Teks Bacaan
########
4. Sifat Ma’nawiyyah, adalah kelaziman dari Sifat Ma’ãni. Sifat Ma’nawiyyah tidak dapat berdiri sendiri, sebab setiap ada Sifat Ma’ãni tentu ada Sifat Ma’nawiyyah. Bila Sifat Ma’ãni telah didefinisikan sebagai sifat yang ada pada sesuatu yang disifati yang otomatis menetapkan suatu hukum padanya, maka Sifat Ma’nawiyyah merupakan hukum tersebut. Artinya, Sifat Ma’nawiyyah merupakan kondisi yang selalu menetapi Sifat Ma’ãni. Sifat ‘Ilmu misalnya, pasti Dzat yang bersifat dengannya mempunyai kondisi berupa kaunuhu ‘âliman (keberadaannya sebagai Dzat yang Maha Mengetahui). Dengan demikian, Sifat Ma’nawiyyah juga ada tujuh sebagaimana Sifat Ma’ãni. Ketujuh Sifat Ma’nawiyyah tersebut yaitu:

  • Qadîrun (Maha Berkuasa),
  • Murîdun (Maha Berkehendak),
  • ‘Alîmun (Maha Mengetahui),
  • Hayyun (Maha Hidup),
  • Samî’un (Maha Mendengar),
  • Bashîrun (Maha Melihat), dan
  • Mutakallimun (Maha Berbicara).
########
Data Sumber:

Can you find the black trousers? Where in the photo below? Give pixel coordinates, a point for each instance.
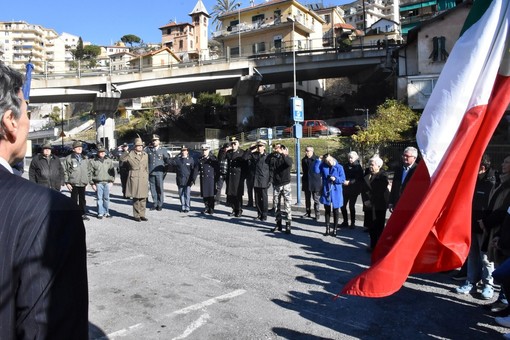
(350, 201)
(219, 186)
(123, 181)
(209, 204)
(249, 187)
(376, 225)
(78, 196)
(261, 201)
(309, 195)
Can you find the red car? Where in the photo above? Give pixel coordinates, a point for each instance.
(314, 128)
(348, 127)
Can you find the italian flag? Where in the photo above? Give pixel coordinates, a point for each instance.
(429, 231)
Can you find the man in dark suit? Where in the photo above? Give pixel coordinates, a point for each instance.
(43, 269)
(402, 175)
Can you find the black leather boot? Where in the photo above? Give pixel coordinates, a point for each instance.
(278, 226)
(335, 222)
(287, 227)
(326, 217)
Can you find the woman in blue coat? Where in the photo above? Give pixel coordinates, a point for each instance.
(333, 176)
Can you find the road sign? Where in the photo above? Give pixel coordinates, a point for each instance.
(297, 108)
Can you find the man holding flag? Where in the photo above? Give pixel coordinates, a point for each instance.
(429, 231)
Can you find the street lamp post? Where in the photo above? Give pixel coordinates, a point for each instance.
(366, 111)
(239, 26)
(298, 116)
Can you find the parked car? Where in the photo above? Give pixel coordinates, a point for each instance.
(259, 133)
(313, 128)
(348, 127)
(278, 131)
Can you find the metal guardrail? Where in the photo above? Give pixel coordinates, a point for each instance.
(82, 71)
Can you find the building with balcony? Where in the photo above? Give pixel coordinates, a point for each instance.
(22, 42)
(422, 59)
(334, 28)
(362, 14)
(272, 26)
(162, 58)
(189, 41)
(412, 12)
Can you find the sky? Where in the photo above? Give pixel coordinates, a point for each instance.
(105, 22)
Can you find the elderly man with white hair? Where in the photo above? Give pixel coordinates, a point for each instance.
(374, 194)
(351, 188)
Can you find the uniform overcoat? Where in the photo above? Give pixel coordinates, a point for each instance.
(137, 185)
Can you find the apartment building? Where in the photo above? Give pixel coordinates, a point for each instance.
(272, 26)
(412, 12)
(334, 28)
(423, 57)
(189, 41)
(362, 14)
(21, 42)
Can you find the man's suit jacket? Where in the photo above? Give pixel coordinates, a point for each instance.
(397, 186)
(43, 269)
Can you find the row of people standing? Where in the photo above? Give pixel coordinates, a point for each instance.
(268, 169)
(336, 186)
(76, 172)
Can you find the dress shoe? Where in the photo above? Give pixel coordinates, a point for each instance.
(503, 312)
(503, 321)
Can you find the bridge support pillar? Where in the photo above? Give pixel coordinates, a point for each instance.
(244, 108)
(245, 91)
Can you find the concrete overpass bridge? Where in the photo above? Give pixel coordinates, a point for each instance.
(105, 87)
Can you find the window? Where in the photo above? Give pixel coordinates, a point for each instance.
(439, 52)
(278, 43)
(424, 86)
(257, 18)
(259, 47)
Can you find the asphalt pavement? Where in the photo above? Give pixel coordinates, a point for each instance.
(195, 276)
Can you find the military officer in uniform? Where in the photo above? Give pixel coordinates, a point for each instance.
(236, 174)
(158, 159)
(138, 163)
(208, 168)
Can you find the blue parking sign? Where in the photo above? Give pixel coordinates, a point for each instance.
(297, 109)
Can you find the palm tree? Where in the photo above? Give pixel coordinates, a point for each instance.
(221, 7)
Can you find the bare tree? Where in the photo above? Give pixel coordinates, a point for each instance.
(222, 7)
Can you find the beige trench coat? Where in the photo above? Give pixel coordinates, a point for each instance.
(137, 185)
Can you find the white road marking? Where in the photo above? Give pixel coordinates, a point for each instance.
(209, 302)
(122, 332)
(122, 260)
(191, 328)
(194, 326)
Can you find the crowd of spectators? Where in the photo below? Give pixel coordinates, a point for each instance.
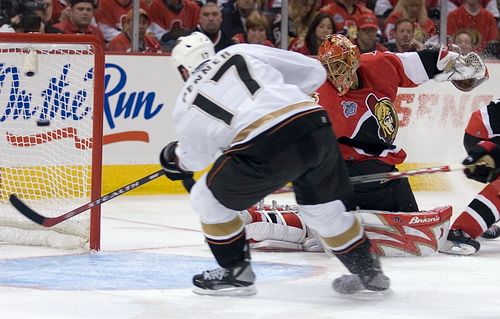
(394, 25)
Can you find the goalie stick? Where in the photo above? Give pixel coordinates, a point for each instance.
(384, 177)
(51, 221)
(188, 184)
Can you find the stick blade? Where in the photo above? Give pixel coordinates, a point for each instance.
(26, 210)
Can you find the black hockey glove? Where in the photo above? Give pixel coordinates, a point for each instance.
(483, 161)
(168, 161)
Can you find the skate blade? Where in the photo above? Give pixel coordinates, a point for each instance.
(458, 249)
(231, 292)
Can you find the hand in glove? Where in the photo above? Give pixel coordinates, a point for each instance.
(169, 162)
(483, 162)
(456, 67)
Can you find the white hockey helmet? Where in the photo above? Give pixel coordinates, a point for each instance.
(190, 51)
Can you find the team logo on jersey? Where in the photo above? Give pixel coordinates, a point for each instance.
(386, 116)
(349, 107)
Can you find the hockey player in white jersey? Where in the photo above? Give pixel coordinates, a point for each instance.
(249, 109)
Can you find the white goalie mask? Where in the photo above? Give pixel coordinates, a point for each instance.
(190, 51)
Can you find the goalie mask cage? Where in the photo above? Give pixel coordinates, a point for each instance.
(51, 113)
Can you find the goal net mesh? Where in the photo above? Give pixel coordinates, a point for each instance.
(46, 139)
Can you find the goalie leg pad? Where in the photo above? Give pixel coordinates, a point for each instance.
(406, 234)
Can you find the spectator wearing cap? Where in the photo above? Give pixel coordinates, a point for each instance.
(366, 38)
(171, 19)
(79, 22)
(59, 9)
(321, 26)
(123, 41)
(257, 28)
(210, 24)
(416, 12)
(234, 14)
(346, 13)
(404, 36)
(110, 16)
(471, 15)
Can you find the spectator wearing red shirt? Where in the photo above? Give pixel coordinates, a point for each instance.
(415, 11)
(472, 16)
(321, 26)
(234, 14)
(123, 43)
(404, 34)
(111, 14)
(79, 22)
(210, 24)
(257, 28)
(366, 39)
(173, 18)
(346, 14)
(58, 7)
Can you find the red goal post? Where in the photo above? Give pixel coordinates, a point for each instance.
(51, 126)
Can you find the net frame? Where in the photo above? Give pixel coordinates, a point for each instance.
(62, 41)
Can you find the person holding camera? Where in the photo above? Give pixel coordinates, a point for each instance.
(79, 22)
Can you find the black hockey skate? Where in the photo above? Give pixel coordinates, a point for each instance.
(492, 232)
(366, 271)
(460, 243)
(233, 281)
(350, 284)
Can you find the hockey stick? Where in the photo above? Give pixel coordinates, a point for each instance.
(51, 221)
(361, 179)
(384, 177)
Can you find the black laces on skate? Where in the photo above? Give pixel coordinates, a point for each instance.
(215, 274)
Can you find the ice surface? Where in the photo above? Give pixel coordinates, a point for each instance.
(151, 246)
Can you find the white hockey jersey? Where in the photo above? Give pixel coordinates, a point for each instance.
(232, 94)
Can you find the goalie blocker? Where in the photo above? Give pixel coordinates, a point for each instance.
(280, 228)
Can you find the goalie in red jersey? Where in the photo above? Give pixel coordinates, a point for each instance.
(481, 141)
(358, 97)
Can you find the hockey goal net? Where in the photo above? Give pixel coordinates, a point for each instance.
(51, 111)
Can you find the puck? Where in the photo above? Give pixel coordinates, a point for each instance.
(43, 122)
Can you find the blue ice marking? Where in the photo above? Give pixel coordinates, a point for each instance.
(124, 271)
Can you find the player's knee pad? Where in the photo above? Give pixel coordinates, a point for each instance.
(273, 224)
(337, 228)
(217, 220)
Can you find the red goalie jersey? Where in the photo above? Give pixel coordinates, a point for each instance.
(483, 210)
(364, 120)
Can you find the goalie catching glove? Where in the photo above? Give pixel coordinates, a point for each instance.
(482, 162)
(170, 163)
(464, 71)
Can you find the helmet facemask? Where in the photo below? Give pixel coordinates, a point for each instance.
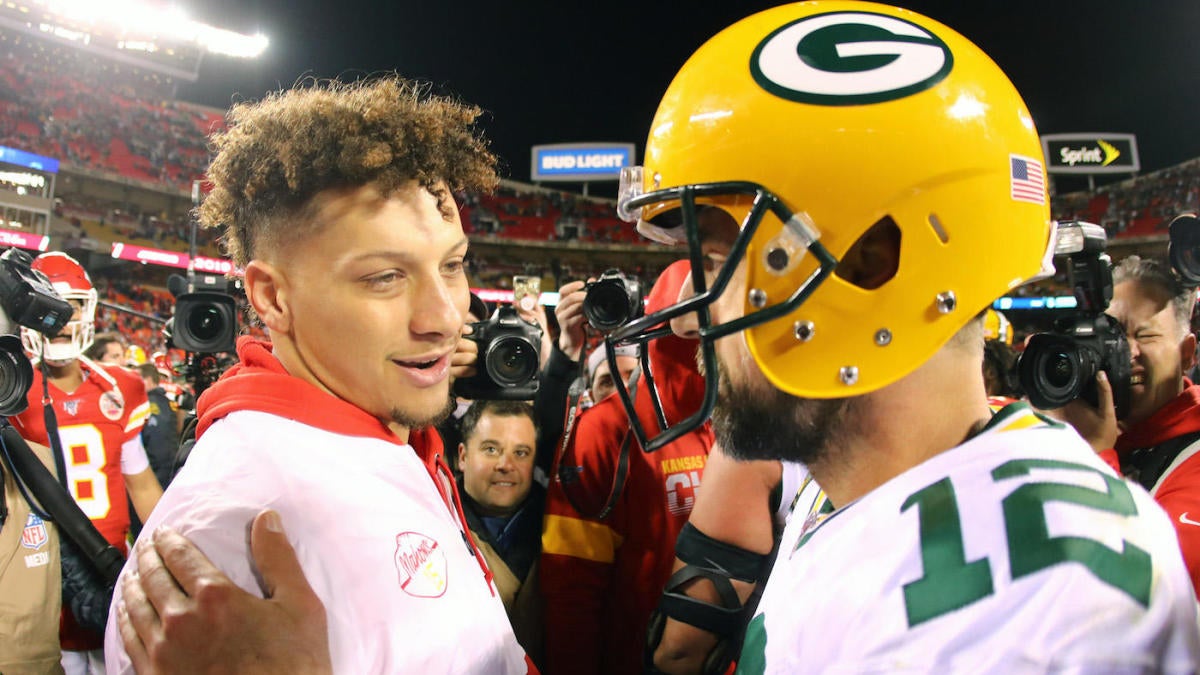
(783, 254)
(79, 330)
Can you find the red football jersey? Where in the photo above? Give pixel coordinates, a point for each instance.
(94, 422)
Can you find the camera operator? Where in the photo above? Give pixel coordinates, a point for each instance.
(30, 579)
(100, 411)
(562, 366)
(1156, 443)
(605, 565)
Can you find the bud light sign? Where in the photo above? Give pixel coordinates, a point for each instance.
(581, 162)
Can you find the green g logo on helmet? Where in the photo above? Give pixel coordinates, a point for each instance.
(850, 59)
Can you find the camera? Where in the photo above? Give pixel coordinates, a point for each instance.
(509, 358)
(1185, 248)
(27, 299)
(205, 317)
(612, 300)
(1060, 365)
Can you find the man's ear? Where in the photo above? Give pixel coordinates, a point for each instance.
(1188, 352)
(874, 260)
(267, 291)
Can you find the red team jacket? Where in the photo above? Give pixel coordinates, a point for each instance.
(94, 422)
(603, 578)
(1177, 490)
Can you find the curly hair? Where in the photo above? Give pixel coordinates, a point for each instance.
(280, 153)
(1158, 274)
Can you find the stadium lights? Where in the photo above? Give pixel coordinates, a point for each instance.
(143, 22)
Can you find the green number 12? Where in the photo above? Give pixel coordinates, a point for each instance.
(951, 581)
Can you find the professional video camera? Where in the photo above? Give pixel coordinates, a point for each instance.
(509, 358)
(1061, 365)
(1185, 248)
(204, 324)
(205, 317)
(612, 300)
(27, 299)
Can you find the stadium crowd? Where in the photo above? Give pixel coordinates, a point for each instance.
(565, 532)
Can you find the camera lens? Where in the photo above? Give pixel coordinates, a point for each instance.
(205, 323)
(1059, 370)
(607, 305)
(511, 360)
(16, 376)
(1055, 370)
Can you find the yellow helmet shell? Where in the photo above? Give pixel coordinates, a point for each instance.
(996, 327)
(852, 113)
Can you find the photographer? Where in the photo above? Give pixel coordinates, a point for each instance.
(99, 411)
(605, 565)
(337, 201)
(1157, 442)
(562, 366)
(30, 579)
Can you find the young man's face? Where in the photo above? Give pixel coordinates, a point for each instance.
(497, 463)
(113, 354)
(753, 418)
(601, 380)
(1161, 348)
(377, 297)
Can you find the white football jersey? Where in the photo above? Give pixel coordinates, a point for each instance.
(376, 539)
(1017, 551)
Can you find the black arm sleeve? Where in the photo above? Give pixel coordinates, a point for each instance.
(551, 404)
(83, 592)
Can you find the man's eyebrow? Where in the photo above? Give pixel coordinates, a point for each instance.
(403, 256)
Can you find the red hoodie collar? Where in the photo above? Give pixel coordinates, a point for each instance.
(261, 383)
(1176, 418)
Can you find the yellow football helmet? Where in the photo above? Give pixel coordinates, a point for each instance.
(811, 123)
(996, 327)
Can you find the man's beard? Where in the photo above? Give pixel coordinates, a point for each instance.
(409, 420)
(762, 423)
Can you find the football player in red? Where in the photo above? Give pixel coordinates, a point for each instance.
(100, 411)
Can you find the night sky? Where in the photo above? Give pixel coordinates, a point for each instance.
(573, 71)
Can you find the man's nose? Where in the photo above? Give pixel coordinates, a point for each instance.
(685, 326)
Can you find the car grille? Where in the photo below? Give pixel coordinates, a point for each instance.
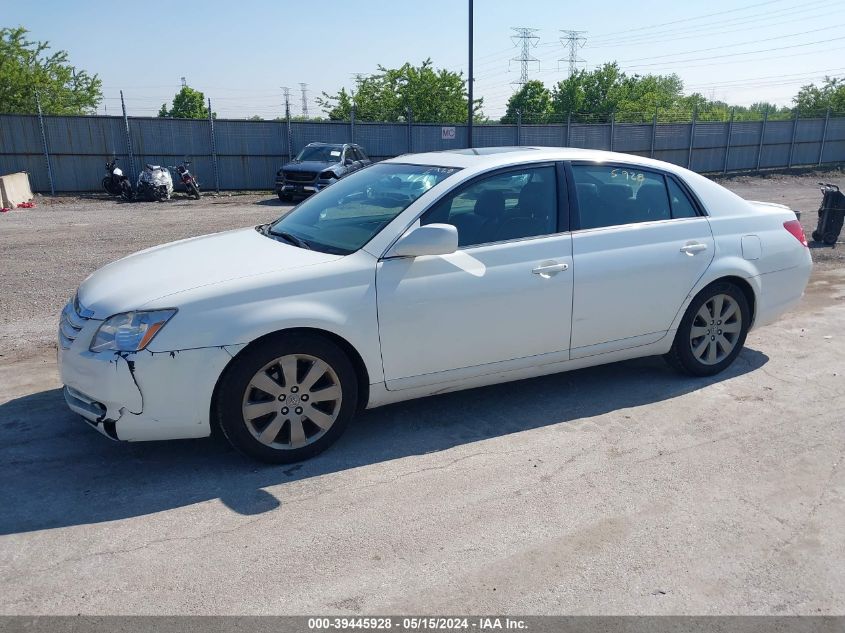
(71, 323)
(300, 176)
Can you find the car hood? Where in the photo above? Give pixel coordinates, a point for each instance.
(156, 273)
(309, 165)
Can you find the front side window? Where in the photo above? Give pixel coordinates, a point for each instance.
(342, 218)
(611, 196)
(682, 206)
(504, 206)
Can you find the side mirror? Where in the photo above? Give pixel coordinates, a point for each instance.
(431, 239)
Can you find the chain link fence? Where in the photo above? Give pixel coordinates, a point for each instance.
(68, 153)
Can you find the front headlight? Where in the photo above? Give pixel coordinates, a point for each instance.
(130, 331)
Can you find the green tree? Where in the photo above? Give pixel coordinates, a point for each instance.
(187, 104)
(813, 100)
(27, 67)
(533, 100)
(433, 95)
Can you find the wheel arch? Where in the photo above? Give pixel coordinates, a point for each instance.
(747, 290)
(354, 356)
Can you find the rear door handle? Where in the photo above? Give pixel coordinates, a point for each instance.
(549, 269)
(693, 248)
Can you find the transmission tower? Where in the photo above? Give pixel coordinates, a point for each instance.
(304, 89)
(286, 92)
(573, 40)
(525, 40)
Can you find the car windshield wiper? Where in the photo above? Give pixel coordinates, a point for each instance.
(293, 239)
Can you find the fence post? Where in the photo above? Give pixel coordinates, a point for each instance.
(568, 128)
(44, 144)
(728, 142)
(131, 156)
(792, 144)
(213, 149)
(653, 133)
(692, 136)
(824, 135)
(612, 128)
(762, 137)
(409, 118)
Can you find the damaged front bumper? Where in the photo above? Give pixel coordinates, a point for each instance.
########
Tugas Diberikan A
Tuliskan semua Sifat Ma'nawiyyah yang disebutkan dalam teks bacaan tentang sifat-sifat Allah, masing-masing dengan artinya.
Tugas Diberikan B
Lanjutkan teks bacaan tentang Sifat Ma'nawiyyah mulai dari butir terakhir daftarnya.

Jawaban Latihan A
- Qadîrun (Maha Berkuasa)
- Murîdun (Maha Berkehendak)
- 'Alîmun (Maha Mengetahui)
- Hayyun (Maha Hidup)
- Samî'un (Maha Mendengar)
- Bashîrun (Maha Melihat)
- Mutakallimun (Maha Berbicara)

Jawaban Latihan B
Sifat Mustahil 20 Bagi Allah

Termasuk hal yang mustahil bagi Allah adalah 20 sifat kebalikan dari 20 sifat wajib sebelumnya, yakni:

1. ‘Adam (Tiada)
2. Ĥuduts (Baru/Terkemudian)
3. Fanâ’ (Rusak, Binasa)
4. Mumâtsalatul Lil-Ĥawâdits (Sama dengan Makhluq-Nya). Misal:

  • Berupa jirm (materi benda) yang butuh tempat kosong;
  • Berupa ‘irdh (sifat/tabiat/kelakuan) yang menempel pada jirm;
  • Berada di arah suatu jirm;
  • Mempunyai arah (di atas, di kiri, di selatan dsb.);
  • Dibatasi oleh ruang dan waktu;
  • Dzat-Nya disifati dengan hal-hal yang baru;
  • Disifati dengan kecil atau besar;
  • Mempunyai tujuan-tujuan dengan tindakan dan hukum-hukum-Nya. Jadi dalam penciptaan manusia dan adanya perintah kewajiban shalat, Allah tidak mempunyai tujuan-tujuan tertentu misal supaya mereka menyembah dan ingat kepada Allah. Namun semua itu mempunyai hikmah sehingga tidak sia-sia penciptaannya.

5. Iĥtiyâjuhu lighairih (tidak berdiri sendiri, butuh yang lain), misal berupa sifat yang ada pada satu tempat, atau membutuhkan pembuat (yang mewujudkan).
6. Ta’addud (berbilang, lebih dari satu, tidak esa). Misal:

  • Dzatnya mempunyai kembaran yang lain;
  • Benda-benda yang ada itu mempunyai peran dalam menyebabkan sesuatu disamping Allah sendiri. Jadi api itu tidak menyebabkan terbakar, pisau itu tidak menyebabkan terpotong, dan makanan itu tak menyebabkan kenyang, yang menyebabkan (muatstsir) itu semua adalah Allah sendiri.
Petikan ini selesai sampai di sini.